— Requirement A —
Copy word for word the portion of the court opinion excerpt from "On appeal, Google" to "by mutual agreement.".
— Requirement B —
In the court opinion excerpt, what does Google concede on appeal about the word "irrevocable"?

— Text section —
════

On appeal, Google concedes that "irrevocable" could not mean that the contracting parties were powerless to mutually terminate the license. Google now states: "Google does not argue ... that Fortress and Uniloc [2017] were powerless to bilaterally rescind Fortress's sublicensing rights under the [License Agreement]." Appellee's Resp. Br. 34 (citation omitted). In short, the use of the word "irrevocable" does not prevent termination by mutual agreement.
However, Google relies on other language in the License Agreement (not relied on by the district court) to argue that Fortress's license survived. The License Agreement states that "[a]ny rights ... which by their nature survive and continue after any expiration or termination of this Agreement will survive and continue and will bind the Parties ... until such rights are extinguished." J.A. 614, § 6. Google argues that the Termination Agreement, despite its broad language, should not be read to undo the survival provisions of the License Agreement, and that Fortress's license is a right that would "by [its] nature" survive the termination of the License Agreement, in part because the agreement refers to the license as irrevocable.
In the Termination Agreement's section on mutual release, the Agreement does recognize that some provisions of the Released Agreements survive. See J.A. 915, § 2(b) ("[T]he forgoing release shall not apply to ... any provision of any Released Agreement that survives the termination of such Released Agreement in accordance with its terms ...."). Further, cases support the proposition that where an original contract states that a provision will survive the termination of that contract, it is fair to assume that, absent explicit agreement, the provision will survive the original contract's termination. See Dabney-Johnston Oil Corp. v. Walden , 4 Cal.2d 637, 52 P.2d 237, 245 (1935) (noting that a provision that applied to "any subsequent lease" survived after the termination of the existing lease contract); Layne Christensen Co. v. Bro-Tech Corp. , 836 F. Supp. 2d 1203, 1230 (D. Kan. 2011) (noting that a provision that applied "during the [contract] Term and thereafter" survived termination because the parties plainly contracted for the provision to be applicable after the agreement ceased to be in force). The Termination Agreement here is best construed not to eliminate "rights ... which by their nature survive" termination.

════

— Dataset content —
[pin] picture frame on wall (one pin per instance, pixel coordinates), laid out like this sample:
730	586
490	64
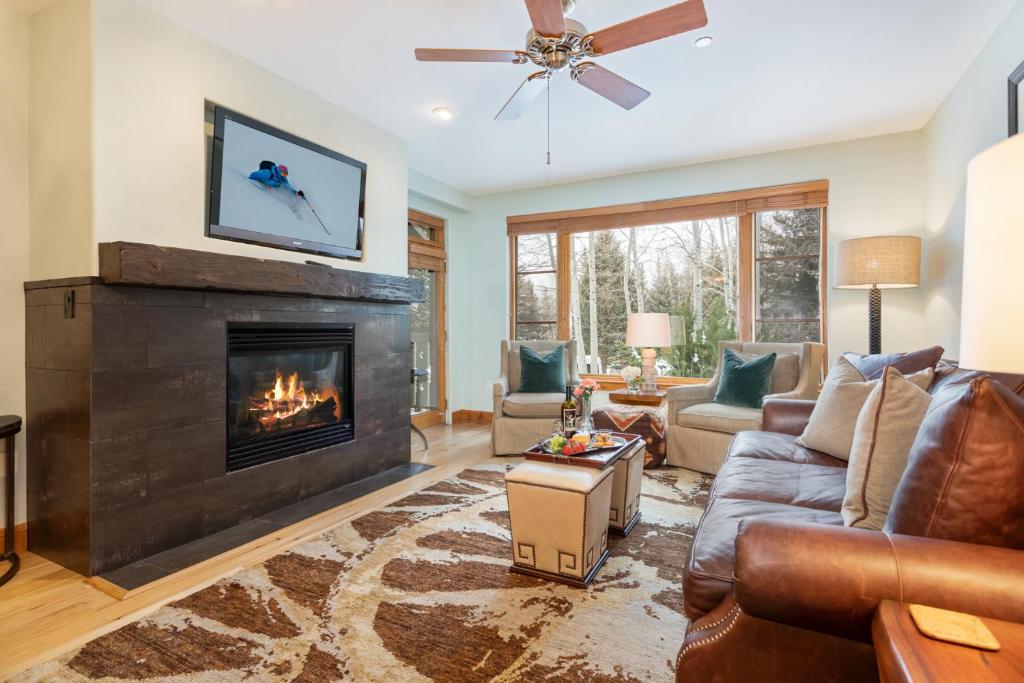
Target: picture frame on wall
1016	99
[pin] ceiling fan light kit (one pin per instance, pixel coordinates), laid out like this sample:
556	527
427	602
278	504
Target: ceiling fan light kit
556	43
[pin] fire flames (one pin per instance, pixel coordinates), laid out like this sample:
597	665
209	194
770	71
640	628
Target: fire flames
291	399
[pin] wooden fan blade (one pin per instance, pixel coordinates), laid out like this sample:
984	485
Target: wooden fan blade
547	16
609	85
523	97
669	22
431	54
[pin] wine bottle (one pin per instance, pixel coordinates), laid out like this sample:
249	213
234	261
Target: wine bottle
568	412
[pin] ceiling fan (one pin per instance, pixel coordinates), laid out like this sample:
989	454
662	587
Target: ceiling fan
556	43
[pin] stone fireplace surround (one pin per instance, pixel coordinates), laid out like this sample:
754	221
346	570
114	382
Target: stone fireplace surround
126	397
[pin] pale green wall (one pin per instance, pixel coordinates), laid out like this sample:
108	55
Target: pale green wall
972	118
60	173
454	206
877	188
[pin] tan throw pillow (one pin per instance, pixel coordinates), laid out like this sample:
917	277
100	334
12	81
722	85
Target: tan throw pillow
835	416
886	429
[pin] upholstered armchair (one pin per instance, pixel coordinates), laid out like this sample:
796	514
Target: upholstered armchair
700	430
520	419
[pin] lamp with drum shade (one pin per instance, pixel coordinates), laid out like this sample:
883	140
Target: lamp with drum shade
876	264
649	332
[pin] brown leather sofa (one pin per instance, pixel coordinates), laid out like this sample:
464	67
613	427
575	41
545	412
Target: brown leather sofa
777	589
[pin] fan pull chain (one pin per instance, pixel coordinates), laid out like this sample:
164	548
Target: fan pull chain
549	121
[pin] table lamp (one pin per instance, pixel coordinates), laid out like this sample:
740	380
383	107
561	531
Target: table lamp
650	332
991	311
876	264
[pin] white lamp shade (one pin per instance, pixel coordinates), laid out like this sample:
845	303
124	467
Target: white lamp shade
886	262
992	311
648	330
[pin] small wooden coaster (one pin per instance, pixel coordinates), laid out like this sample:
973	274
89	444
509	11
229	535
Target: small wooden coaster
953	628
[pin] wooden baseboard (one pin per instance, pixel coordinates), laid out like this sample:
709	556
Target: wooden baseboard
477	417
20	538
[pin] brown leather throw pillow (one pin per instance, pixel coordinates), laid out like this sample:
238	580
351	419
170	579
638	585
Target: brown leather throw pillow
965	477
871	367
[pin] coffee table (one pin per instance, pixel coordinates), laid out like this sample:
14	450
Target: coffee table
562	508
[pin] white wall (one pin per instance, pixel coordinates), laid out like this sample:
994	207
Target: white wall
14	230
151	80
972	118
877	188
60	140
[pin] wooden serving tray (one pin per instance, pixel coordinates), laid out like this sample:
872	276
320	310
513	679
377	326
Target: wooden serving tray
597	460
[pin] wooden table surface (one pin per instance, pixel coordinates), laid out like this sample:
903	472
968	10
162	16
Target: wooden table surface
906	654
599	460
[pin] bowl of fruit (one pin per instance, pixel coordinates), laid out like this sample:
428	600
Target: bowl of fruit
579	443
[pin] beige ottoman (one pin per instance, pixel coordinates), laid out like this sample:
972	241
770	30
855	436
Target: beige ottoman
625	511
559	516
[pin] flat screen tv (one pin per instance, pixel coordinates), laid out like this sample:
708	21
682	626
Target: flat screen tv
270	187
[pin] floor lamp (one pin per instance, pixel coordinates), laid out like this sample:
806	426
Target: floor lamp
876	264
991	314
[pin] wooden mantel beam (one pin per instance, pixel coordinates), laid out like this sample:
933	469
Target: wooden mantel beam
150	265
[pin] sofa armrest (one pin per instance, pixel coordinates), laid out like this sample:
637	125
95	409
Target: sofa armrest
499	391
832	579
785	416
685	395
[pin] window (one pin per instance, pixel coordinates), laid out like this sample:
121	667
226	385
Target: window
734	265
537	287
687	269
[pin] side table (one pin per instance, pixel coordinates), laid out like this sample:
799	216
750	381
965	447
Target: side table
905	654
641	414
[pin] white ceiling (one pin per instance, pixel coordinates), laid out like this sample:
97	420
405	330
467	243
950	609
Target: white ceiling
781	74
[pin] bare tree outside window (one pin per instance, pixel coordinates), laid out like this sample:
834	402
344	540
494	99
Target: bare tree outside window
788	275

════

— Exercise solution A —
On appeal, Google concedes that "irrevocable" could not mean that the contracting parties were powerless to mutually terminate the license. Google now states: "Google does not argue ... that Fortress and Uniloc [2017] were powerless to bilaterally rescind Fortress's sublicensing rights under the [License Agreement]." Appellee's Resp. Br. 34 (citation omitted). In short, the use of the word "irrevocable" does not prevent termination by mutual agreement.

— Exercise solution B —
Google concedes that "irrevocable" could not mean that the contracting parties were powerless to mutually terminate the license.